(Records from a point labeling set)
··········

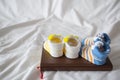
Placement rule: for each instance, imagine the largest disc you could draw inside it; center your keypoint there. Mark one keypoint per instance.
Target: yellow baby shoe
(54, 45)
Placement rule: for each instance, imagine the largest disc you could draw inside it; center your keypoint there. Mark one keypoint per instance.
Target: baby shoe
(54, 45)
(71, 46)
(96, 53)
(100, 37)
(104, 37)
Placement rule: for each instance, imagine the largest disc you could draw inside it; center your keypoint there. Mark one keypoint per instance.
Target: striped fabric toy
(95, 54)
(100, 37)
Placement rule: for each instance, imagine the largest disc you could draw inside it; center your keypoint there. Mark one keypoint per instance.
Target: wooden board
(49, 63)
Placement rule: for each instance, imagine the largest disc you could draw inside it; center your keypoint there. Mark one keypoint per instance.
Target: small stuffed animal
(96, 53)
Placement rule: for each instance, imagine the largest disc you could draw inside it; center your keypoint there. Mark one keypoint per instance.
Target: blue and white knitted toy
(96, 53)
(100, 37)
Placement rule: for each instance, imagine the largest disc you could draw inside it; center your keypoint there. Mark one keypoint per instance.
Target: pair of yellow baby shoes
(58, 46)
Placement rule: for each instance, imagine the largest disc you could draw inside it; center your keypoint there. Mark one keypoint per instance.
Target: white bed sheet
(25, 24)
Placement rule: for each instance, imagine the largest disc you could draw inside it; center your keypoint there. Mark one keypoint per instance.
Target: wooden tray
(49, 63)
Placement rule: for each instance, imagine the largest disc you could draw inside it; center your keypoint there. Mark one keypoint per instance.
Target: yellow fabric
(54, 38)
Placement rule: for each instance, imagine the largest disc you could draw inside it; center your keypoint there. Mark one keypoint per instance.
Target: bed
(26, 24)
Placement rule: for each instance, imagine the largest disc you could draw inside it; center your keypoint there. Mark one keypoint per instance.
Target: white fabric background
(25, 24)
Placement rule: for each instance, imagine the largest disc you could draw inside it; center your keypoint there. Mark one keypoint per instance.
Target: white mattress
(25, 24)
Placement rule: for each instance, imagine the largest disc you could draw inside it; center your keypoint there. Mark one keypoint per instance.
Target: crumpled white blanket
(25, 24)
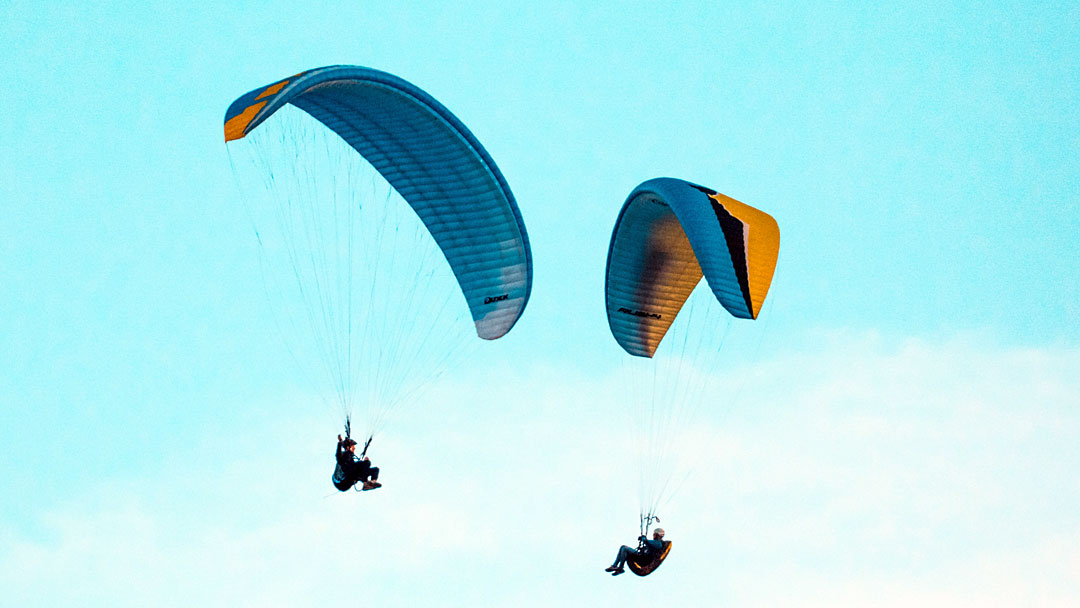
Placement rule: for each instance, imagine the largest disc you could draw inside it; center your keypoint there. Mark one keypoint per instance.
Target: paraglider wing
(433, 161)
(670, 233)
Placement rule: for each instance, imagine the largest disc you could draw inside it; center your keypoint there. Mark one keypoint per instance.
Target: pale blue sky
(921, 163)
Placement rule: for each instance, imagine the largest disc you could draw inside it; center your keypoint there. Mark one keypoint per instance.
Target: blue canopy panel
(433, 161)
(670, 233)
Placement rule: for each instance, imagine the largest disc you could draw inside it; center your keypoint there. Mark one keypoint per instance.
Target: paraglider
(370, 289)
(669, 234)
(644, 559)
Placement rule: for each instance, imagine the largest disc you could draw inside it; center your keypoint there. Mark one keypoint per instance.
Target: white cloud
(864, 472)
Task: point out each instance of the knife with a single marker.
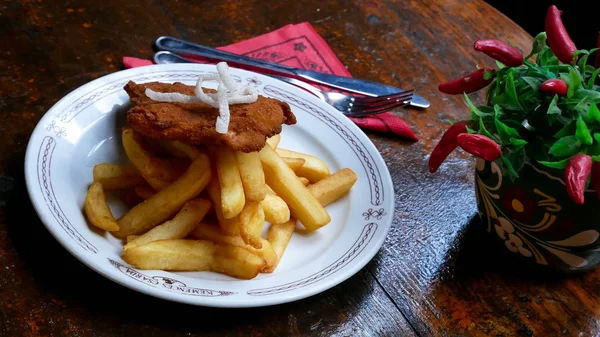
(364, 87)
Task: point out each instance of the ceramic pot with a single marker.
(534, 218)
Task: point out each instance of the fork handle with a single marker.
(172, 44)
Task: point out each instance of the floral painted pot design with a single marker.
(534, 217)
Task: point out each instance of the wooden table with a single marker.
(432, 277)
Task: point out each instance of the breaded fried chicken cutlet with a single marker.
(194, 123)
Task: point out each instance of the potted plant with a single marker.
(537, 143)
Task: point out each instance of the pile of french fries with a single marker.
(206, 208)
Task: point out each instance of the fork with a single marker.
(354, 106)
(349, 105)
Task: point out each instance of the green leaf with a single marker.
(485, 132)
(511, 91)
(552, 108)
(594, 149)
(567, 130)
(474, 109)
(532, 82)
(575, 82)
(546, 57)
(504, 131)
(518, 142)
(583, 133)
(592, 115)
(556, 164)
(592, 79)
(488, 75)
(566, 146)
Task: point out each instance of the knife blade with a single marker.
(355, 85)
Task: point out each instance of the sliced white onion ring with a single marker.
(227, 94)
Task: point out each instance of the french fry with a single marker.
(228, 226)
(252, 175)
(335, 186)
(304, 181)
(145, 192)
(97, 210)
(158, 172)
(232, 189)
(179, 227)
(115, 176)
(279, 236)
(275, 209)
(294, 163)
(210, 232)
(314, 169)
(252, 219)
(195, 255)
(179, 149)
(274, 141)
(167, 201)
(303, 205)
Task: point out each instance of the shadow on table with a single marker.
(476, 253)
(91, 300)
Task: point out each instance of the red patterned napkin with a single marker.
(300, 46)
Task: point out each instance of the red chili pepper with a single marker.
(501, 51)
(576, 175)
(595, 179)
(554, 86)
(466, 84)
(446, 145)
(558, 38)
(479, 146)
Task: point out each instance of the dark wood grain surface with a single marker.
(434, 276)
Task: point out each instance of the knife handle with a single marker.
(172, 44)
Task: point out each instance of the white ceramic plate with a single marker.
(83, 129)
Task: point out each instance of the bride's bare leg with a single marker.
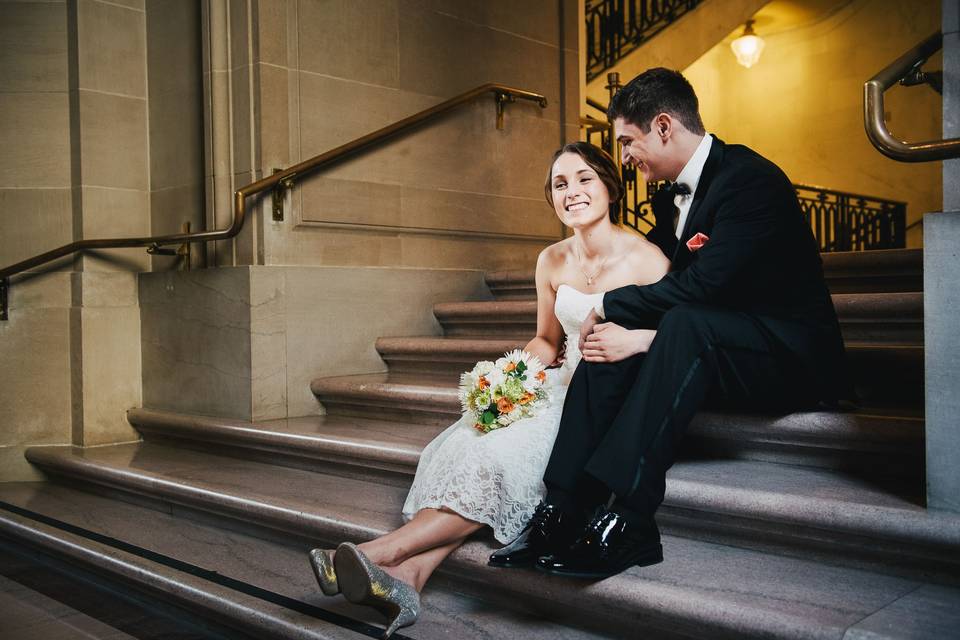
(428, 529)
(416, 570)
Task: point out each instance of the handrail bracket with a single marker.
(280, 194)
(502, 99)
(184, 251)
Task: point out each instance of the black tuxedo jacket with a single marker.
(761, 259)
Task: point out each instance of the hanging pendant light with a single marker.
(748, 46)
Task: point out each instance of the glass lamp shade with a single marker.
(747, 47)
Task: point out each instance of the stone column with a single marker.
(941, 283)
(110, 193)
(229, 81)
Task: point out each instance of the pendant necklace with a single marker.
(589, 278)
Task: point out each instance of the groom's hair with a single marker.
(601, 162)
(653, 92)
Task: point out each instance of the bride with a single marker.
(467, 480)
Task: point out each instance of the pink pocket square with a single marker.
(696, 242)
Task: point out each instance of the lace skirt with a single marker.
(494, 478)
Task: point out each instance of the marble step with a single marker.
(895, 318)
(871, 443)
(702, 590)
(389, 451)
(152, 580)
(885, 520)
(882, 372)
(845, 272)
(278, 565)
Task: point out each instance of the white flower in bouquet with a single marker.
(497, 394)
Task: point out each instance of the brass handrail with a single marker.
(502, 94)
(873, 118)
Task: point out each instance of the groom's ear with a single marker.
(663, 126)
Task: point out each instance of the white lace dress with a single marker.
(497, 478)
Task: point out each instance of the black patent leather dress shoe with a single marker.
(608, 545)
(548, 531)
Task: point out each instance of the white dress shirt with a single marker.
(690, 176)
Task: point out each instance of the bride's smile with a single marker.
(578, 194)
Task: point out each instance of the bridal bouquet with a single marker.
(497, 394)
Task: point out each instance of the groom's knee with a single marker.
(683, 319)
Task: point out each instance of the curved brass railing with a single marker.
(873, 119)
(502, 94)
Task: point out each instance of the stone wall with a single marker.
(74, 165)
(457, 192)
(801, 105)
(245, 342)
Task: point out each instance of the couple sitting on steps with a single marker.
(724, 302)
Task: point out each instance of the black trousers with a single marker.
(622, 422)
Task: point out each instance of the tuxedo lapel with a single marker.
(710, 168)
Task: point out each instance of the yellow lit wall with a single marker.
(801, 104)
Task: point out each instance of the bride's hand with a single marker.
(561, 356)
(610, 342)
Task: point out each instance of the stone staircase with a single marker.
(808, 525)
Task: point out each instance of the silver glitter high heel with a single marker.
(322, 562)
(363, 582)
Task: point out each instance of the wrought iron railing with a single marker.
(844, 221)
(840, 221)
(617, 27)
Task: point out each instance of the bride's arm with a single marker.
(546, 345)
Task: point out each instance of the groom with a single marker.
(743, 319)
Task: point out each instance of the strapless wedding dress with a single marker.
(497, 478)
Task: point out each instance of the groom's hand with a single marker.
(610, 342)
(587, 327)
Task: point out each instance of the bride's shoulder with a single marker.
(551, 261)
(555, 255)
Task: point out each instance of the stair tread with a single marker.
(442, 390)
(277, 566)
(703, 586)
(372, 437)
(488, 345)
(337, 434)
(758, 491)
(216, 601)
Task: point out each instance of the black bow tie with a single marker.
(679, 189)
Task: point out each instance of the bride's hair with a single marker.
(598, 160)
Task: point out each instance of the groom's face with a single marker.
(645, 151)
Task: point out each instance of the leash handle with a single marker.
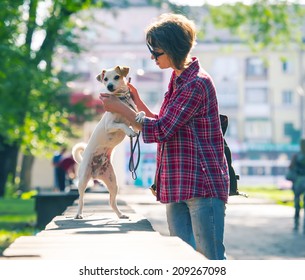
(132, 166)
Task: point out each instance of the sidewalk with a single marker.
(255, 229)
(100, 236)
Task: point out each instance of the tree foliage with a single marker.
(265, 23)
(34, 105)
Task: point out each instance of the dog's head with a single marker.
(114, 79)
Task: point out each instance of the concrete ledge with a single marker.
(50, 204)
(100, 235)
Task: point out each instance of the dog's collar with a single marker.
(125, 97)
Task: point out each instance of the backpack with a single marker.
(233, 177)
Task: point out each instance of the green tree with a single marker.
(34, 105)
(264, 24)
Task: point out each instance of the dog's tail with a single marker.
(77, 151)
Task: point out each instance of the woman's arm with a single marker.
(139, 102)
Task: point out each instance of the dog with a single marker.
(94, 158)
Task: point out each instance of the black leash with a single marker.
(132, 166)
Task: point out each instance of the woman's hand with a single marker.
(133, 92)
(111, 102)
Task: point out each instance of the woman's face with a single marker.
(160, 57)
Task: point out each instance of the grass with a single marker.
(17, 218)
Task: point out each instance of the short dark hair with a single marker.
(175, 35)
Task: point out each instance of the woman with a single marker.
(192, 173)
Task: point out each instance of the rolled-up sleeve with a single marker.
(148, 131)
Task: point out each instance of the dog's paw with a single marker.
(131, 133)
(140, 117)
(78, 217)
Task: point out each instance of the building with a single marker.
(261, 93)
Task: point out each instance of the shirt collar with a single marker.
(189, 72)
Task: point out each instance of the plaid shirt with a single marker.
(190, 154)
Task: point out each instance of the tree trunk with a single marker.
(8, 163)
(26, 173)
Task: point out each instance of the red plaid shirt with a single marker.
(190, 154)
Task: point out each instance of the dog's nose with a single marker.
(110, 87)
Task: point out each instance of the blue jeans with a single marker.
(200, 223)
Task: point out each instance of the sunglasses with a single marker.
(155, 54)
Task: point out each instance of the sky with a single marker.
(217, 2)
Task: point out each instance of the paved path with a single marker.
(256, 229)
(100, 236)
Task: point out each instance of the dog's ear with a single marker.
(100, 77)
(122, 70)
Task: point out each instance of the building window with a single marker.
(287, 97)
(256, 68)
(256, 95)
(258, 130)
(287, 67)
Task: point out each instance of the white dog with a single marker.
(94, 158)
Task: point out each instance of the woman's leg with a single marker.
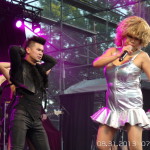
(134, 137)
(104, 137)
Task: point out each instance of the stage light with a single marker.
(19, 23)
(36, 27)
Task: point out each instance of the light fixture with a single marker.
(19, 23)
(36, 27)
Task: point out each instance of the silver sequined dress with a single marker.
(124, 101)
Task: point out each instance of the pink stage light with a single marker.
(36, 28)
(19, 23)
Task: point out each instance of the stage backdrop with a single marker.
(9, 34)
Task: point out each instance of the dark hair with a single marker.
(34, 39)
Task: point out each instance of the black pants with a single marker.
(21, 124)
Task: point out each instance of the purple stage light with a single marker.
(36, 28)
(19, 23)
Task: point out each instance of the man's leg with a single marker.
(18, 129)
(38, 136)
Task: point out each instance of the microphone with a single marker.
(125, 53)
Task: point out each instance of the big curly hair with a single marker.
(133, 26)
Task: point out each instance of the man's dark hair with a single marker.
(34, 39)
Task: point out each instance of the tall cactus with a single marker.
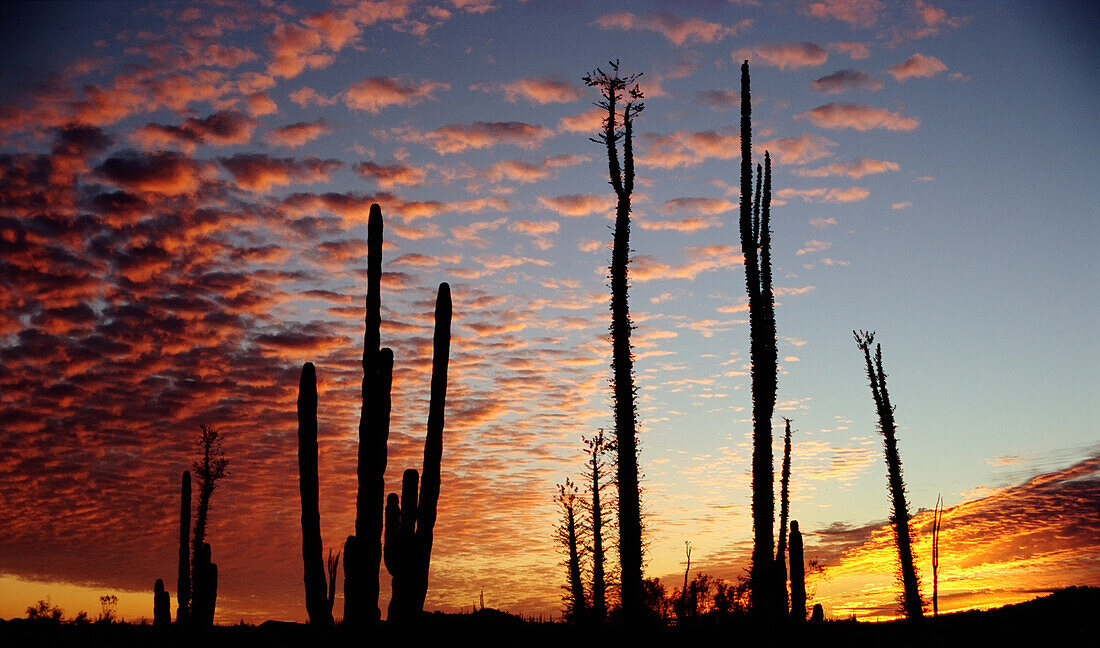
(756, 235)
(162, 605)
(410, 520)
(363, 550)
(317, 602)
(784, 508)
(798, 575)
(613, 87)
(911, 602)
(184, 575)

··········

== Exercise directions ==
Extract, word for word, each line from the one that contains "Task: point out each instance of the light" through the final line of the data above. Leave the pictures out.

== Output for this exercise ==
Task: point out each instance of the light fixture with a single marker.
(19, 23)
(36, 27)
Task: point out each instance of the silver sequined dress with a single marker.
(124, 101)
Task: point out each instance of the pink stage light with a single marker.
(36, 28)
(19, 23)
Task: point out each instance of the stage backdrop with a single marker.
(9, 34)
Task: point out each instance of the dark hair with a single marker.
(34, 39)
Task: point out each instance of the black pants with a single marker.
(21, 124)
Task: point out each instance of the purple stage light with a single marker.
(36, 28)
(19, 23)
Task: point out each instance of the man's leg with a single marker.
(18, 129)
(38, 136)
Task: point out each instance of the microphone with a single marker.
(125, 53)
Task: point out each instance of the big curly hair with a single marker.
(133, 26)
Task: point out each instance of the man's dark hair with a single marker.
(34, 39)
Task: point out each instance of the tall cactus with a single marker.
(756, 235)
(162, 605)
(410, 520)
(363, 550)
(317, 602)
(784, 508)
(798, 575)
(613, 87)
(911, 602)
(184, 575)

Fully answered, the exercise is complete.